Künstlerresidenz: „Als Musiker musst du weiterspielen“

Das Cube 521 brachte sie zusammen: Vier Jazzmusiker treffen in der Künstlerresidenz „Ermitage“ in Clervaux aufeinander, darunter Sasha Mashin und Makar Novikov aus Russland. Geht es statt Musik also auch um Politik?

Diese vier Jazzmusiker verbringen gemeinsam eine Woche in Clervaux: Sasha Mashin, Pol Belardi, Makar Novikov und Pierre Cocq-Amann (von links nach rechts). (COPYRIGHT: Cube 521)

Der luxemburgische Jazzmusiker und Komponist Pol Belardi hält als Erster sein Gesicht in die Kamera und grüßt; schon bald stoßen drei weitere Musiker dazu: Das Videogespräch zwischen der woxx und den vier Jazzern, die an der einwöchigen Künstlerresidenz „Ermitage“ des Kulturzentrums Cube 521 teilnehmen, beginnt in ausgelassener Stimmung. Belardi (Vibraphone und Klavier), Pierre Cocq-Amann (Saxophon), Sasha Mashin (Schlagzeug) und Makar Novikov (Kontrabass) quetschen sich zum Interview auf ein Sofa. Sie haben gerade die ersten gemeinsamen Probestunden hinter sich, sind zufrieden mit dem Ergebnis. Doch bereits bei der kurzen Vorstellungsrunde wird deutlich, wie unterschiedlich die Lebensrealitäten der einzelnen Musiker sind.

★ ★ ★ ★ ★ ★ ★

Erforderliche Schritte:
[1] Welches Instrument spielt Makar Novikov laut dem Textauszug?
[2] Gib aus dem Textauszug alles von „Das Cube 521“ bis hinunter zu „auch um Politik?“ wortgetreu wieder.

★ ★ ★ ★ ★ ★ ★

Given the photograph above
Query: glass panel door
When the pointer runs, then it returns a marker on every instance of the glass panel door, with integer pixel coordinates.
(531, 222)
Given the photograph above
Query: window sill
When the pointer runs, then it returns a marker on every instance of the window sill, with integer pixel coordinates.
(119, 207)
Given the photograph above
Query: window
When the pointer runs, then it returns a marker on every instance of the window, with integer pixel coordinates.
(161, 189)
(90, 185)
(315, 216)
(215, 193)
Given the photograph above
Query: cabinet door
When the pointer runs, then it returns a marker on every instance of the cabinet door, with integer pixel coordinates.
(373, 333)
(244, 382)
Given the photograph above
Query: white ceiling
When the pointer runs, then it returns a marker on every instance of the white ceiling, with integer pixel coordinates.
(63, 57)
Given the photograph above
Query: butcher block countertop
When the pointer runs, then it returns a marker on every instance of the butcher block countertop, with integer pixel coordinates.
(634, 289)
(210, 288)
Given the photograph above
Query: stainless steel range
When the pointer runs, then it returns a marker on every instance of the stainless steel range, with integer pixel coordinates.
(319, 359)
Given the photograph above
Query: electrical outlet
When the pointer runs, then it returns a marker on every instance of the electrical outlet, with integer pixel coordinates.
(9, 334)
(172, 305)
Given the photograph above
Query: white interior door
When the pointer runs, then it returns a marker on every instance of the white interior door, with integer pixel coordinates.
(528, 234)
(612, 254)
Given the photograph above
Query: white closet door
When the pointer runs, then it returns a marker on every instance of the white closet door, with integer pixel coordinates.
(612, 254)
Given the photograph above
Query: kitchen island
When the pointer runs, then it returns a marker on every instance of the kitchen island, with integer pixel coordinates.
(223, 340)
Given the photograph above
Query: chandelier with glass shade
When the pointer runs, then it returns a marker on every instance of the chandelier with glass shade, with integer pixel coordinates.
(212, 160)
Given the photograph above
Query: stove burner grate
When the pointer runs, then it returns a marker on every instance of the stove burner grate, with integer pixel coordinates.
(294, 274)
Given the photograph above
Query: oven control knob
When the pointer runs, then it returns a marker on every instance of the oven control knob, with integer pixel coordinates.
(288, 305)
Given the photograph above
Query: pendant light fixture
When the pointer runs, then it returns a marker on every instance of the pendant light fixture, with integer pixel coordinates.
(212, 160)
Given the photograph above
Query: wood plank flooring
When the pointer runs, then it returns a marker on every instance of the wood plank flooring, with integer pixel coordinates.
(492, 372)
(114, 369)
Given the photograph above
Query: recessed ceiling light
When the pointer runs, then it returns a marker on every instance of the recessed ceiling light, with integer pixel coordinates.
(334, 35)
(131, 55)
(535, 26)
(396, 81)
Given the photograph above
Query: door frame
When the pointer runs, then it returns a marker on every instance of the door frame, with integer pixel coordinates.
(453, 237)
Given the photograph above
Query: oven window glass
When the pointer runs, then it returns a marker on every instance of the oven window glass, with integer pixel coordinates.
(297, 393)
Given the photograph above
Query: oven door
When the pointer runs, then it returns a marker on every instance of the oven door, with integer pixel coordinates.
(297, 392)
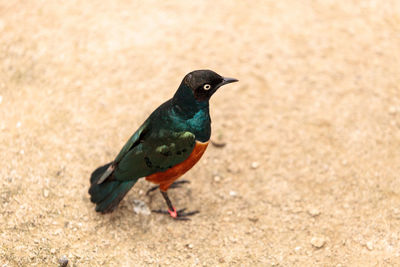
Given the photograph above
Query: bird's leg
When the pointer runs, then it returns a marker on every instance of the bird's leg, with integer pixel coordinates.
(178, 215)
(176, 184)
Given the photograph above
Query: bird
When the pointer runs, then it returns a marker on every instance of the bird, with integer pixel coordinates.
(167, 145)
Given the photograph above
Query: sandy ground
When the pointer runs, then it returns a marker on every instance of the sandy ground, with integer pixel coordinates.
(310, 172)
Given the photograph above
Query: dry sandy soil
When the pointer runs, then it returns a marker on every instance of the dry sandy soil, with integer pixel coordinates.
(310, 172)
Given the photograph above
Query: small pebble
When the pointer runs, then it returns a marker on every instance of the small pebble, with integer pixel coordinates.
(217, 178)
(139, 207)
(314, 212)
(318, 242)
(63, 261)
(370, 245)
(255, 165)
(45, 193)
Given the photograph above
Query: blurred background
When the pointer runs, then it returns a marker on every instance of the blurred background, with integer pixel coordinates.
(310, 171)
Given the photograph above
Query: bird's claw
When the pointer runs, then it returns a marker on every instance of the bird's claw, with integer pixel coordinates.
(177, 215)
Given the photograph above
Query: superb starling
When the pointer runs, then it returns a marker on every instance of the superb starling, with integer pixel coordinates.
(168, 144)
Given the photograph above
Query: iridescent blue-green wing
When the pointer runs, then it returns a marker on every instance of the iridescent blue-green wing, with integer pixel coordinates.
(155, 154)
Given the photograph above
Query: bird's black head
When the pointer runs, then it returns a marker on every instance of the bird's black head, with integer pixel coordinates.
(204, 83)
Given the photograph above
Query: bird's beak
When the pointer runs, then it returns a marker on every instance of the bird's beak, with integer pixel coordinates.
(228, 80)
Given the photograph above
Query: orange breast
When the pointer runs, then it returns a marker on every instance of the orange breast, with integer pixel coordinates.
(166, 178)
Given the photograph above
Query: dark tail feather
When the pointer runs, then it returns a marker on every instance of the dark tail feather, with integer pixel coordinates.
(98, 172)
(108, 194)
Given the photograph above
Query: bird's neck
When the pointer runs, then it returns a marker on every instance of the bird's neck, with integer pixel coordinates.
(185, 102)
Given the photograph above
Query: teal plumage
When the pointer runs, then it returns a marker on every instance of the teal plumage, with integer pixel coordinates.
(166, 139)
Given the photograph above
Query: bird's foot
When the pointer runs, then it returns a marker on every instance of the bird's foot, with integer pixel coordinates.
(177, 215)
(176, 184)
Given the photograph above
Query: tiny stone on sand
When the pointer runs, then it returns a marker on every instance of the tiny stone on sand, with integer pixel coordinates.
(255, 165)
(63, 261)
(318, 242)
(392, 110)
(314, 212)
(370, 245)
(45, 193)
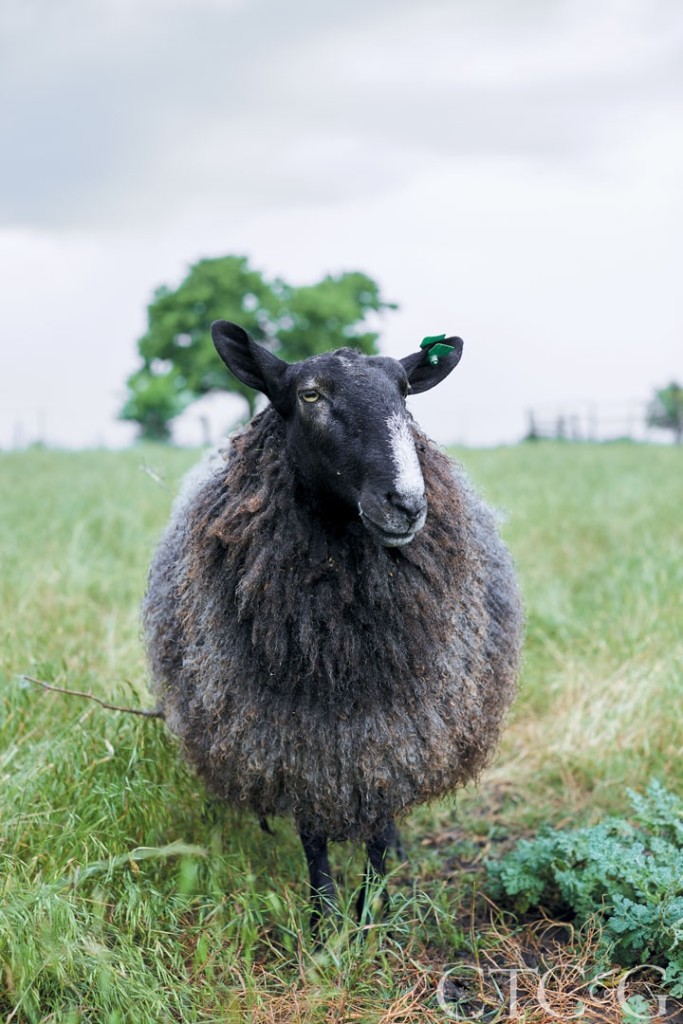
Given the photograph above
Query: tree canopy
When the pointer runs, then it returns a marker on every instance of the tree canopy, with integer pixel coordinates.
(179, 363)
(666, 411)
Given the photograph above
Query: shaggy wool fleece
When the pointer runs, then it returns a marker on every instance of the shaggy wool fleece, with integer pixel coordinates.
(309, 671)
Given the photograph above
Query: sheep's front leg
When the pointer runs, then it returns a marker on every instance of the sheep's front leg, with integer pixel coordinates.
(378, 847)
(323, 890)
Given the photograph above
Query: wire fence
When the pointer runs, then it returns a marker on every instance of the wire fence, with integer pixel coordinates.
(592, 422)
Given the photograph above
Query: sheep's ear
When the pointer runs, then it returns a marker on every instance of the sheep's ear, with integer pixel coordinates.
(430, 366)
(251, 364)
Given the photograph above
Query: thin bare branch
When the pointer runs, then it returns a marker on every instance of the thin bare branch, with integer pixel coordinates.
(153, 713)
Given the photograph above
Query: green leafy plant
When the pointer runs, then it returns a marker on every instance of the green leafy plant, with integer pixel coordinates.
(178, 360)
(627, 873)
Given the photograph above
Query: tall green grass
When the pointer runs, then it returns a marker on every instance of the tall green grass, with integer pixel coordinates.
(127, 895)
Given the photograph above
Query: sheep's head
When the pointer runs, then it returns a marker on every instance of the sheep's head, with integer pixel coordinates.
(348, 430)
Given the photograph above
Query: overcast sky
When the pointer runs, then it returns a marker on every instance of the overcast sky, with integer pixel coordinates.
(507, 170)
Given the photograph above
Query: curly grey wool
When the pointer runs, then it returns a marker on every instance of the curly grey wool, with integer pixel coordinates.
(310, 671)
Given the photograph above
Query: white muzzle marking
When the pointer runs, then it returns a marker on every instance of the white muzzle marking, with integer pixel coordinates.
(409, 480)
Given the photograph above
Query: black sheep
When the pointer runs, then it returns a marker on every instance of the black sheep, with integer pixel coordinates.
(333, 624)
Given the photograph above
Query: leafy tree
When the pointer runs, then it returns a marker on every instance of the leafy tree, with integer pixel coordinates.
(666, 411)
(179, 363)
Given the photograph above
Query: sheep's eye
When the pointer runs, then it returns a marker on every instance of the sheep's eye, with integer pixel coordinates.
(310, 394)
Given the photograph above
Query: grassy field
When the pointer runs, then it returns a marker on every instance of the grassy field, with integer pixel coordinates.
(126, 895)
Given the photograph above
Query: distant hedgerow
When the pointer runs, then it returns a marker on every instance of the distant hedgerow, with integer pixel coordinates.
(627, 873)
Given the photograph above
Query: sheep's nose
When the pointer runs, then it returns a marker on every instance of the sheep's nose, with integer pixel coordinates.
(412, 506)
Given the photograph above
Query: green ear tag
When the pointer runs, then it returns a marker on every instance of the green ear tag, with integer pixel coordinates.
(435, 350)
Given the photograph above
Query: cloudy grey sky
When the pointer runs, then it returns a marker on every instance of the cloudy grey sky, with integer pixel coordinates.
(508, 170)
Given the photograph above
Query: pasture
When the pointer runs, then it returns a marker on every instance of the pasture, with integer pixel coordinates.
(127, 895)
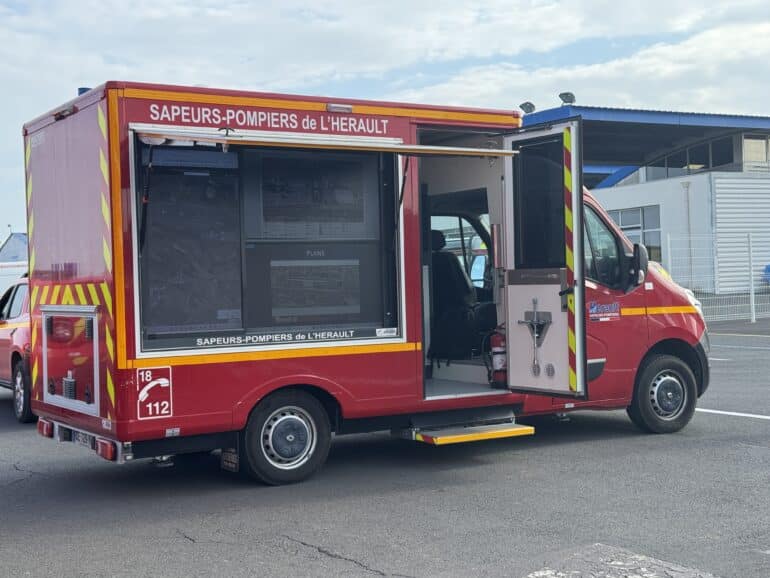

★ ★ ★ ★ ★ ★ ★

Ergebnisse der Übung:
[1] Kontrabass.

[2]
Das Cube 521 brachte sie zusammen: Vier Jazzmusiker treffen in der Künstlerresidenz „Ermitage“ in Clervaux aufeinander, darunter Sasha Mashin und Makar Novikov aus Russland. Geht es statt Musik also auch um Politik?